Selected excerpt:
The following material is available from the ICO:
- Personal information online code of practice, Information Commissioner’s Office, July 2010
- Personal information online – small business checklist, Information Commissioner’s Office, July 2010
- Protecting your personal information online, Information Commissioner’s Office, July 2010 – short guide for individual consumers.
In the Courts
The Guardian reported that an order had been agreed in privacy proceedings brought by Jude Law against his former wife Sadie Frost. She agreed to remove certain passages and photographs of their children from a forthcoming autobiography. Mr Justice Tugendhat granted an injunction by consent.
On 9 July 2010 Mr Justice Stadlen began hearing a strike out application in the case of Kaschke v Gray, (see judgment  EWHC 690 (QB)). The claim is brought by Conservative blogger Johanna Kaschke against Labour bloggers Alex Hilton and John Gray. She discusses the case on her blog. The defendants have attracted support from MEP Mary Honeyball on her blog – which has, in turn, led to a protest from Ms Kaschke. [Update] There is a post about this application on the Jack of Kent blog.
From the Blogs
The Cearta.ie blog has an interesting post on February’s decision of the Court of Human Rights that it was a breach of Article 10 for Turkey to ban a pornographic novel by the poet Appollinaire. This was the subject of a post on this blog in April.
Media Law in Other Jurisdictions
In the Supreme Court of New South Wales, Simpson J gave judgment for the plaintiff in Rastogi v Nolan  NSWSC 735 awarding damages of Aus$65,000 and an injunction restraining the defendant from publishing any statements concerning the plaintiff to the effect that he is reckless, negligent or dishonest in his profession as a cosmetic surgeon.
In Chetwynd v Armidale Dumaresq Council  NSWSC 690 the defendant Council won a defamation action brought by its former mayor. In a 332 paragraph judgment James J upheld the majority of defences pleaded – truth, comment and qualified privilege – both statutory and common law and the claim was dismissed.

Listed records:
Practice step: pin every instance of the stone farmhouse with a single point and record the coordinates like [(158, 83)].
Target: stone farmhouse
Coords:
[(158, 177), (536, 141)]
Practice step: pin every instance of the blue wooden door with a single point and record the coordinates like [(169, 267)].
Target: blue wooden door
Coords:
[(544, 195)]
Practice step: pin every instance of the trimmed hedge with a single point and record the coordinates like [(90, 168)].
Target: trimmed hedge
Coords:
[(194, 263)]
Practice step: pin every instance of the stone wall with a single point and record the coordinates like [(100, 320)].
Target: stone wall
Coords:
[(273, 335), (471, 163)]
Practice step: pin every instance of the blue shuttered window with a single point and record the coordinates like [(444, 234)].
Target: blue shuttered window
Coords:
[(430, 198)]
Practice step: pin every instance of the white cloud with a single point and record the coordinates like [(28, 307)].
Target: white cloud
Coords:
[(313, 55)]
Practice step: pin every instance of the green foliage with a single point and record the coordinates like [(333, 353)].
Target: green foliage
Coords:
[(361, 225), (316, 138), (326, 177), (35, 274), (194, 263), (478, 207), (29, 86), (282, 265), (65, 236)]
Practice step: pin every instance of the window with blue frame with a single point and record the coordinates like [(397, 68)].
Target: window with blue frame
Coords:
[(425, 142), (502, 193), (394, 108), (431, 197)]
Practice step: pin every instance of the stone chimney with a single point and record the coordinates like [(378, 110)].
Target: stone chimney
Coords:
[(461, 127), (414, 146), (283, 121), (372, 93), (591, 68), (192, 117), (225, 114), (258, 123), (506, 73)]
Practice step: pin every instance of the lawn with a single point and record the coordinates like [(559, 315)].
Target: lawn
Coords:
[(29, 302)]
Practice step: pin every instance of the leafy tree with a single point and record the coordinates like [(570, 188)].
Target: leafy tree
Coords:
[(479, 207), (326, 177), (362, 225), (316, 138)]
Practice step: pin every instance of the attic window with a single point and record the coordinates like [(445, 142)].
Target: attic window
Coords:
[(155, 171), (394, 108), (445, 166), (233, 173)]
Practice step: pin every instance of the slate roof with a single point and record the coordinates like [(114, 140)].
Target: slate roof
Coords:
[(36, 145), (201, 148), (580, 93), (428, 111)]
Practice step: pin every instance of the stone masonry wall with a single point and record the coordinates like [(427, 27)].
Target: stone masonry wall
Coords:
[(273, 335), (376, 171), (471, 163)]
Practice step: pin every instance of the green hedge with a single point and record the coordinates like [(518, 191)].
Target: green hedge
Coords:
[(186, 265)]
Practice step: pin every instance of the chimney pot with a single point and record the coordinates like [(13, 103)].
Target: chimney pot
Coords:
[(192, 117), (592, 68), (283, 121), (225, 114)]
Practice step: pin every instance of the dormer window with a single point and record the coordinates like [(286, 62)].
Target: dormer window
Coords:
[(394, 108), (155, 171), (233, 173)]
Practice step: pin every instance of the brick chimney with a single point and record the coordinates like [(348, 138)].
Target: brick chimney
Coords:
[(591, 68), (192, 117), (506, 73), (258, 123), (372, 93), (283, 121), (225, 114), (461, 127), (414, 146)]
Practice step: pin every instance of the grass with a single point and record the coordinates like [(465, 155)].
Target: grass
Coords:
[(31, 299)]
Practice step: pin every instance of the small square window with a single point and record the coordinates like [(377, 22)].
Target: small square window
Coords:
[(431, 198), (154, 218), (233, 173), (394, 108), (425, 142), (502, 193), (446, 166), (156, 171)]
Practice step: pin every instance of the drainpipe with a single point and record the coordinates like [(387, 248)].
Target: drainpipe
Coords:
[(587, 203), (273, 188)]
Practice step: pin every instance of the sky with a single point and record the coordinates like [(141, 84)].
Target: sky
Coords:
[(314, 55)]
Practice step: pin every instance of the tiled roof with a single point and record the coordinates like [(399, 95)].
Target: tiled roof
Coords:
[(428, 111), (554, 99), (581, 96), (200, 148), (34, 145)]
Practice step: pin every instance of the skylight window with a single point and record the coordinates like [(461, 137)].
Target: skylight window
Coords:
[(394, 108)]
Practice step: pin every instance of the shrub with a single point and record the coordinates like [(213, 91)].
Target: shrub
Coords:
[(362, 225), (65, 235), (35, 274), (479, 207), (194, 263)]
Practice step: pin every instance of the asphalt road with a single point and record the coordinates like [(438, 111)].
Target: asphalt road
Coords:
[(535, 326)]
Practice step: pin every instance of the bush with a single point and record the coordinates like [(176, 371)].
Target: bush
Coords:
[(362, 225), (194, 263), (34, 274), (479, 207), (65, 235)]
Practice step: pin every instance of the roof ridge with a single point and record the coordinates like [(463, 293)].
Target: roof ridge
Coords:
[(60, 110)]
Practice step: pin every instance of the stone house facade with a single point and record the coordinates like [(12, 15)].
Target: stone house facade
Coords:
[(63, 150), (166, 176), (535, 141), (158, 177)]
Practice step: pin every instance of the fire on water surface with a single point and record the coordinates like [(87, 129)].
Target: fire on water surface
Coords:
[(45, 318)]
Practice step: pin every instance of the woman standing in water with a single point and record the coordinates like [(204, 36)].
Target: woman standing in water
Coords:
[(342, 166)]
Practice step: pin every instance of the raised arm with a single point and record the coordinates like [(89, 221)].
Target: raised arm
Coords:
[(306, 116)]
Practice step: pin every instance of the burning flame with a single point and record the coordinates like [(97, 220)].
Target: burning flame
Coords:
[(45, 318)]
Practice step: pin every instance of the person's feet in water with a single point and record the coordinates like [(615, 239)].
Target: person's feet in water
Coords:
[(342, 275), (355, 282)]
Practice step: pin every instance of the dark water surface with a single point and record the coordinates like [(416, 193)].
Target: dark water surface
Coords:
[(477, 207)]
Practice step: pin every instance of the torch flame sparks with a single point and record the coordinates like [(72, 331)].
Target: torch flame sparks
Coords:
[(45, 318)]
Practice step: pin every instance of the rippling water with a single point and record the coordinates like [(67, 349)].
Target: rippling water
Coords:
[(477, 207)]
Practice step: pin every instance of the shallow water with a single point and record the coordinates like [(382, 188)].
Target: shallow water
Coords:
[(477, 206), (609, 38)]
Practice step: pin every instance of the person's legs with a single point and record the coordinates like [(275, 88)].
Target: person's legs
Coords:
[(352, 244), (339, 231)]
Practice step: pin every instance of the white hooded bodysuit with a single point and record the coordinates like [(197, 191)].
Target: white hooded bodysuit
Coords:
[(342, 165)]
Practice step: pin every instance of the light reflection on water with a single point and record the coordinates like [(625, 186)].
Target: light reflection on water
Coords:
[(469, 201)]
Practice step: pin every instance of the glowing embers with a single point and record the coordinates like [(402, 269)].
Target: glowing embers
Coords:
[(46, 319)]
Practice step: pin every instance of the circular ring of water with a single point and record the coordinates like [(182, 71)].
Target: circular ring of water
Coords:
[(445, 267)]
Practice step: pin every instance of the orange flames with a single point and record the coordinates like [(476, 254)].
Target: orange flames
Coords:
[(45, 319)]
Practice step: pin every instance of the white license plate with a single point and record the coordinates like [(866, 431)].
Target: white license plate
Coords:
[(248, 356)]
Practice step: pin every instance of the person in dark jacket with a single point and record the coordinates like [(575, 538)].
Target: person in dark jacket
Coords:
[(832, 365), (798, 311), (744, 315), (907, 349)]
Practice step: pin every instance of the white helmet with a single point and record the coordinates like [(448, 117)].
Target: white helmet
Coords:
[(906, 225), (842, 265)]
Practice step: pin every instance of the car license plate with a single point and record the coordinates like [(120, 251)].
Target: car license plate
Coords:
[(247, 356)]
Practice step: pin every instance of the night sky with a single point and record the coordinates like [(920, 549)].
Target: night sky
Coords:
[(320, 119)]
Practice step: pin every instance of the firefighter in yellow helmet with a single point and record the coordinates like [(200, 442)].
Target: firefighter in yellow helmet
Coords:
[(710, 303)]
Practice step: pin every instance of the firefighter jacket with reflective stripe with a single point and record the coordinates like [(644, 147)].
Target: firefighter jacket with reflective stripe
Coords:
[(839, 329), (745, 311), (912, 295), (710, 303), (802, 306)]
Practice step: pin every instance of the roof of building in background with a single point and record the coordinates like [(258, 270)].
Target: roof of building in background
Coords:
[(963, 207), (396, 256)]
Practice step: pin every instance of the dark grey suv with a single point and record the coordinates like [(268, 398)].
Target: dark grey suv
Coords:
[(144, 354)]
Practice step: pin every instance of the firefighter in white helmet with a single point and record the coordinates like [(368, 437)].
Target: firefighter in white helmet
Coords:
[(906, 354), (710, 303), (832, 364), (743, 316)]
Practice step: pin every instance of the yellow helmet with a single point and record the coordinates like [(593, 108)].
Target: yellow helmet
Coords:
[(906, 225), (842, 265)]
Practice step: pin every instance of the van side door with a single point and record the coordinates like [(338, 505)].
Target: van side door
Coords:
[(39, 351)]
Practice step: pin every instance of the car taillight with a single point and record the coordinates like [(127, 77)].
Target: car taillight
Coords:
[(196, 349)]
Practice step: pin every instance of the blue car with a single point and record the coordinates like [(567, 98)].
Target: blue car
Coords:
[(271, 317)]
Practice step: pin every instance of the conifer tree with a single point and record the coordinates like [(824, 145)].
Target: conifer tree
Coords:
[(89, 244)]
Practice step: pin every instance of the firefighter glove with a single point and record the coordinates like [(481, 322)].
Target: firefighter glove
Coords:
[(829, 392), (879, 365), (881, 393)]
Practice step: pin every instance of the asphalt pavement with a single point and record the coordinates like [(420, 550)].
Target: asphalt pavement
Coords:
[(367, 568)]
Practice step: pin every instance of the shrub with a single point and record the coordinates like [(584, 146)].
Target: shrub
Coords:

Task brief: From the media law update, reproduce the passage between "From the Blogs" and "a cosmetic surgeon.", inclusive, substituting "plastic surgeon" for "cosmetic surgeon".

Output for this task:
From the Blogs
The Cearta.ie blog has an interesting post on February’s decision of the Court of Human Rights that it was a breach of Article 10 for Turkey to ban a pornographic novel by the poet Appollinaire. This was the subject of a post on this blog in April.
Media Law in Other Jurisdictions
In the Supreme Court of New South Wales, Simpson J gave judgment for the plaintiff in Rastogi v Nolan  NSWSC 735 awarding damages of Aus$65,000 and an injunction restraining the defendant from publishing any statements concerning the plaintiff to the effect that he is reckless, negligent or dishonest in his profession as a plastic surgeon.